## EXERCISE GOAL
Here are the records. Write out exactly the lines between the one holding "mark: the interior window with grid" and the one holding "Target: interior window with grid", inclusive.

## SUPPLIED DATA
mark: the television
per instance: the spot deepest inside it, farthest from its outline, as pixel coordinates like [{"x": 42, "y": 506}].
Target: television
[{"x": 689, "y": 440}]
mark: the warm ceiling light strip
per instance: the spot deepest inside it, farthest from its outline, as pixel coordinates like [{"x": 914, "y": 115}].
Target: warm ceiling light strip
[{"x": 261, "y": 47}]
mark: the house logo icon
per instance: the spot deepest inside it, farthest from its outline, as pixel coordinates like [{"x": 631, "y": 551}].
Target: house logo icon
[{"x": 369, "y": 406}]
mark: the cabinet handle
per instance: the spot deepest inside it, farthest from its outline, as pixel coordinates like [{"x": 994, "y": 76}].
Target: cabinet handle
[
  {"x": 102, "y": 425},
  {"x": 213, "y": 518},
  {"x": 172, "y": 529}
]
* * *
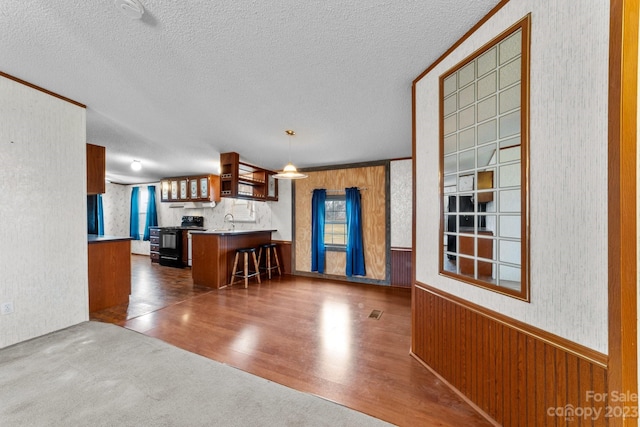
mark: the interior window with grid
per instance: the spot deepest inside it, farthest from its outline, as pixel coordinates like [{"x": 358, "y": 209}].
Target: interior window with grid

## RESPONSE BELOW
mark: the interior window with grid
per instance: the spot deepest inside it, farthest from its outline, as pixel coordinates like [{"x": 358, "y": 209}].
Target: interior window with grid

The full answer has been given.